STUDY MATERIAL ->
▽

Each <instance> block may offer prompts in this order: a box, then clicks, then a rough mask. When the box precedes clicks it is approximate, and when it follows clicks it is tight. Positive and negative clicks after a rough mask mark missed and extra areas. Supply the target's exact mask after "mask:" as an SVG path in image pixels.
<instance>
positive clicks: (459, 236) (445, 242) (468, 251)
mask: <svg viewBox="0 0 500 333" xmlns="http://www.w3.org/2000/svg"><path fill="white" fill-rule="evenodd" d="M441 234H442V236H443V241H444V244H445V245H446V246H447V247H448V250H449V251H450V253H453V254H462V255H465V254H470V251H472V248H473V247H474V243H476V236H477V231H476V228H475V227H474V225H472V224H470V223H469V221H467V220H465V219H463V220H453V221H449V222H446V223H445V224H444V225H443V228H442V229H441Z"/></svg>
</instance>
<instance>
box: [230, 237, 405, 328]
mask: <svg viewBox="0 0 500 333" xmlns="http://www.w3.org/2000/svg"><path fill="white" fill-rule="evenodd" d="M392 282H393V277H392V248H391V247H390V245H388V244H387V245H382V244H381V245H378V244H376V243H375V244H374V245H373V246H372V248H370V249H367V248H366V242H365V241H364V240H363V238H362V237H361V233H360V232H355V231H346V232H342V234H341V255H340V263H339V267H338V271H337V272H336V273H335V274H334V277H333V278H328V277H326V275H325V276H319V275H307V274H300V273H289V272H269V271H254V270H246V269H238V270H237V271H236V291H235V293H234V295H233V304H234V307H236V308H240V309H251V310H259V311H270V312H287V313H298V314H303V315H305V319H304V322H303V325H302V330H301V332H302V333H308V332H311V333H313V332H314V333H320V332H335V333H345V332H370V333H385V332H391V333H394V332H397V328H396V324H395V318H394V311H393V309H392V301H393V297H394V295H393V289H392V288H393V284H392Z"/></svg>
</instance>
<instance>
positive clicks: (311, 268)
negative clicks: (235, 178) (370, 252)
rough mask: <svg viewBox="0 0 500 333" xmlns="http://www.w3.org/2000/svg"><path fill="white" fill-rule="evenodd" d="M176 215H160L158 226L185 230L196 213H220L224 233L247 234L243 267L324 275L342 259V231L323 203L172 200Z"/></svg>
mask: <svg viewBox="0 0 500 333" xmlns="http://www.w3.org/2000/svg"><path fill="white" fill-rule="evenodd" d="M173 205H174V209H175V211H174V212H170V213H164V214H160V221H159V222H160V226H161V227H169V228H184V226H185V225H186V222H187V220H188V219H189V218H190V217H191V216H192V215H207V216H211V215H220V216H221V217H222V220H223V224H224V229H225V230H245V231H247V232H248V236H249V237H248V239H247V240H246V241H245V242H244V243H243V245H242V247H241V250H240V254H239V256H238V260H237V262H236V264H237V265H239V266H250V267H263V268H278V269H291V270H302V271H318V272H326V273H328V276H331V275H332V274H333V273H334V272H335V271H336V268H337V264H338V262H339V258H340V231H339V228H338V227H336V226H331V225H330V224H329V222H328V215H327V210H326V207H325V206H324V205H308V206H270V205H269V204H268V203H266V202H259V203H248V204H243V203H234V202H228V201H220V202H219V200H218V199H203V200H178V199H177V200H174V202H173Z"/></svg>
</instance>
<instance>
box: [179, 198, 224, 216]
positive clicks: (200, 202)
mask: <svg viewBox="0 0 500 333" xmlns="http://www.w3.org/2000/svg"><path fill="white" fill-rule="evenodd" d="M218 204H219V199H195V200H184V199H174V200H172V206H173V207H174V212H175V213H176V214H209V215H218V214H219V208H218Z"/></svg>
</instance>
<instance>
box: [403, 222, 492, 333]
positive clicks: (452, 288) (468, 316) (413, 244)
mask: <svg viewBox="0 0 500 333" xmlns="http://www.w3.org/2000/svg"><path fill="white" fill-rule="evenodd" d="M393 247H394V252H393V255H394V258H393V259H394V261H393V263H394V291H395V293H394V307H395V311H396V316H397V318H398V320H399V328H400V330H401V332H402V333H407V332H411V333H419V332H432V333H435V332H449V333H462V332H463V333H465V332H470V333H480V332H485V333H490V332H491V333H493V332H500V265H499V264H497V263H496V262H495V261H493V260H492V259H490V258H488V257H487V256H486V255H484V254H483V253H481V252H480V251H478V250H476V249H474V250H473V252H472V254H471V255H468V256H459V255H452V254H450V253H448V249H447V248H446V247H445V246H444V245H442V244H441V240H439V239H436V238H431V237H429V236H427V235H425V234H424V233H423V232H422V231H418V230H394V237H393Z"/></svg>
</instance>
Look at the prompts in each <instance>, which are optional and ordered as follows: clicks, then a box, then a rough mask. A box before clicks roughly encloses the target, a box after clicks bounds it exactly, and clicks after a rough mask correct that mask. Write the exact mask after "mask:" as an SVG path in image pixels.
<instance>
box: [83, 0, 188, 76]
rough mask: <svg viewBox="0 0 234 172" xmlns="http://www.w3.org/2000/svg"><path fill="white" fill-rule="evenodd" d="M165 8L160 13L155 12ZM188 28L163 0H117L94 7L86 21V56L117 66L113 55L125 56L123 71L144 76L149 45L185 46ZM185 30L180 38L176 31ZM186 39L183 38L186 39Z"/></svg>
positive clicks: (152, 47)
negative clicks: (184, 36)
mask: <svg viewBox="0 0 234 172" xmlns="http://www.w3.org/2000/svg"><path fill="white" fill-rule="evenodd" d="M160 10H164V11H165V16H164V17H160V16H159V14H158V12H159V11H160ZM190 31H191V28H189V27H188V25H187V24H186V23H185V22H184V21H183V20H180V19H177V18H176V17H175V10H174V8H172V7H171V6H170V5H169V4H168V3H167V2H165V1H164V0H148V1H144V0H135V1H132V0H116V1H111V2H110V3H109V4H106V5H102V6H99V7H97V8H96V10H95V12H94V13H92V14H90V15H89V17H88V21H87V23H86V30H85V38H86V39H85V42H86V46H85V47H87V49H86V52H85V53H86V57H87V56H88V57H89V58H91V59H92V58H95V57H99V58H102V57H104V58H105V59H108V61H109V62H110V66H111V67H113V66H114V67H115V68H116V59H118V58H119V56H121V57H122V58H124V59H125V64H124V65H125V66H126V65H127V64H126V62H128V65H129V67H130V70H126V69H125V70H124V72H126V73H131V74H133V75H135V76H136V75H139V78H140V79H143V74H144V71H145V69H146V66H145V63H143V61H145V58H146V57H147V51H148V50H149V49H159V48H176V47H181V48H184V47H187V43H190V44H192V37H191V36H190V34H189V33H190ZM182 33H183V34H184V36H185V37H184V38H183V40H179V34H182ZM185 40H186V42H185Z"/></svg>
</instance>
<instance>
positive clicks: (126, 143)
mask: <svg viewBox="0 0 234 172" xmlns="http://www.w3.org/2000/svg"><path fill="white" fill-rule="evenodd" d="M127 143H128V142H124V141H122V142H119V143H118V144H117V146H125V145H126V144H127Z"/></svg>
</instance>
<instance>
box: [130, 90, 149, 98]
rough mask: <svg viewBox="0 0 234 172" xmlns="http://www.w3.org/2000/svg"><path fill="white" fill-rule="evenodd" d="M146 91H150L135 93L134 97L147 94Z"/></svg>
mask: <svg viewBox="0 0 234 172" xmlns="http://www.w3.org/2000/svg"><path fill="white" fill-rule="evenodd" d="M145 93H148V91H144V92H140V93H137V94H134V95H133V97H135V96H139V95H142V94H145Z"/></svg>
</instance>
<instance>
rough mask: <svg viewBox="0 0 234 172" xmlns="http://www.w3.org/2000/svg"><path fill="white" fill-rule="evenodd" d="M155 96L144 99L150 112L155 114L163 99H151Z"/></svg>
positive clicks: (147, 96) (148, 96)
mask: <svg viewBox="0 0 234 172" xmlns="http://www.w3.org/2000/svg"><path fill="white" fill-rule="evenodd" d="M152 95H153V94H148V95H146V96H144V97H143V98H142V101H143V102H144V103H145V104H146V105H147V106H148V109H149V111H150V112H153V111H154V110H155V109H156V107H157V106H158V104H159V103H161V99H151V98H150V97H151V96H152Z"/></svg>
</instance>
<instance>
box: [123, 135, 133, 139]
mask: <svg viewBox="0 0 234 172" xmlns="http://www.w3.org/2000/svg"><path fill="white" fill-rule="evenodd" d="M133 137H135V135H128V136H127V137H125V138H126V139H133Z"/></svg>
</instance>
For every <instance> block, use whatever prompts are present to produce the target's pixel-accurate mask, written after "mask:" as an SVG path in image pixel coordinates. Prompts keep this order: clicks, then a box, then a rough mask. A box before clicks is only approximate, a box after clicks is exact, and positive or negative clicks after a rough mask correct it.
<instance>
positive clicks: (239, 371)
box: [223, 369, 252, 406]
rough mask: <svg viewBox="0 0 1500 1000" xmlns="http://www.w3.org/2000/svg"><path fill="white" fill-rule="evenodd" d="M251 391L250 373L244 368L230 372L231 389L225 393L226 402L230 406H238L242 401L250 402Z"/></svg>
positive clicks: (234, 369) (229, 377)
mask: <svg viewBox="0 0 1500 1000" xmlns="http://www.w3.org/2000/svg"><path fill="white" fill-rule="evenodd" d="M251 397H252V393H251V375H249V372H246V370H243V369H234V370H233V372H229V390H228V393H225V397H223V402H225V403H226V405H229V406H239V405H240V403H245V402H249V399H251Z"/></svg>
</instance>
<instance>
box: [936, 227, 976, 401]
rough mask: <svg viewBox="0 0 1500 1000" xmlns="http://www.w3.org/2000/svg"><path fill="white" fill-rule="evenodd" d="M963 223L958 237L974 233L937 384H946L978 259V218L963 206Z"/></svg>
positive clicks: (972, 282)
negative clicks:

△

EXERCISE ->
Return all lines of the material above in which the word "correct" occurs.

EXERCISE OUTPUT ->
Look at the prompts in each <instance>, which are optional and ordered as follows: clicks, then a box, then a rough mask. A box before clicks roughly encloses the target, a box after clicks bounds it exactly, and clicks after a rough mask correct that mask. Write the exact mask after "mask:" as an SVG path in image pixels.
For every <instance> block, use whatever prompts are present to produce the target's pixel-accurate mask, written after "mask:" as an SVG path in image pixel coordinates. Prompts keep this order: clicks, then a box, then a rough mask. A box before clicks is only approximate, a box after clicks is exact, and positive or negative clicks after a rough mask correct it.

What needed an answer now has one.